→ EXTRACT PROVIDED:
The amount of equity-based compensation expense recorded each period is net of estimated forfeitures. We estimate forfeitures based on historical employee turnover rates, the terms of the award issued and assumptions regarding future employee turnover. We periodically perform an analysis to determine if estimated forfeitures are reasonable based on actual facts and circumstances, and adjustments are made as necessary. If our estimates differ significantly from actual results, our consolidated financial statements could be materially affected.
 
Internal Use Software
 
We capitalize the costs of software developed for internal use. Capitalization commences when the preliminary project stage of the application has been completed and it is probable that the project will be completed and used to perform the function intended. Amortization commences when the software is placed into service. We also capitalize interest on internal software development projects. The amount of interest capitalized is computed by applying our weighted average borrowing rate to qualifying expenditures. The determination of costs to be capitalized as well as the useful life of the software requires us to make estimates and judgments.
 
Recently Issued Accounting Pronouncements
 
See Note 2 — Summary of Significant Accounting Policies of the Notes to Consolidated Financial Statements for information regarding recently issued accounting pronouncements.
 
Item 7A.   Quantitative and Qualitative Disclosures About Market Risk.
 
Foreign Currency Risk
 
Our international operations are subject to risks typical of international operations, including, but not limited to, differing economic conditions, changes in political climate, differing tax structures and foreign exchange rate volatility. Accordingly, our future results could be materially adversely impacted by changes in these or other factors.

→ GIVEN DATA:
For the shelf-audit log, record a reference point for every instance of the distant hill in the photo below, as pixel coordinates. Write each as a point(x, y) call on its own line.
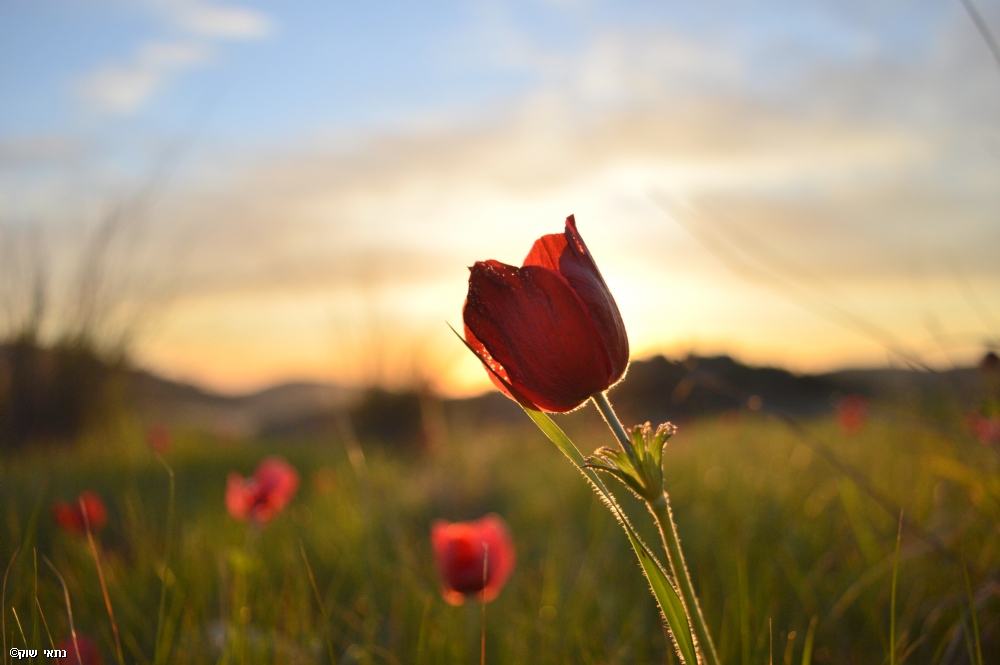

→ JOBS:
- 1) In the accounting excerpt, when does amortization of internal use software begin?
- 2) Decide whether each statement agrees with the accounting excerpt. Answer yes or no for each, and quote the words from the excerpt that settle it.
(a) Forfeitures are estimated partly from historical employee turnover rates.
(b) Interest on internal software development projects is expensed rather than capitalized.
(c) Capitalization of internal use software starts once the preliminary project stage is complete.
- 3) Continue the accounting excerpt on market risk, starting after its final sentence about international operations.

→ RESPONSES:
- 1) Amortization begins when the software is placed into service.

- 2)
(a) Yes: "We estimate forfeitures based on historical employee turnover rates"
(b) No: "We also capitalize interest on internal software development projects."
(c) Yes: "Capitalization commences when the preliminary project stage of the application has been completed"

- 3)
Transaction Exposure
 
We use foreign currency forward contracts to manage our exposure to changes in foreign currency exchange rates associated with our foreign currency denominated receivables, payables, intercompany transactions and borrowings under our revolving credit facility. We primarily hedge our foreign currency exposure to the Pound Sterling, Euro and Australian dollar. We do not engage in trading, market making or speculative activities in the derivatives markets. The forward contracts utilized by us do not qualify for hedge accounting treatment, and as a result, any fluctuations in the value of these forward contracts are recognized in our consolidated statements of operations as incurred. The fluctuations in the value of these forward contracts do, however, largely offset the impact of changes in the value of the underlying risk that they are intended to economically hedge. As of December 31, 2009 and December 31, 2008, we had outstanding foreign currency forward contracts with net notional values equivalent to approximately $130 million and $61 million, respectively.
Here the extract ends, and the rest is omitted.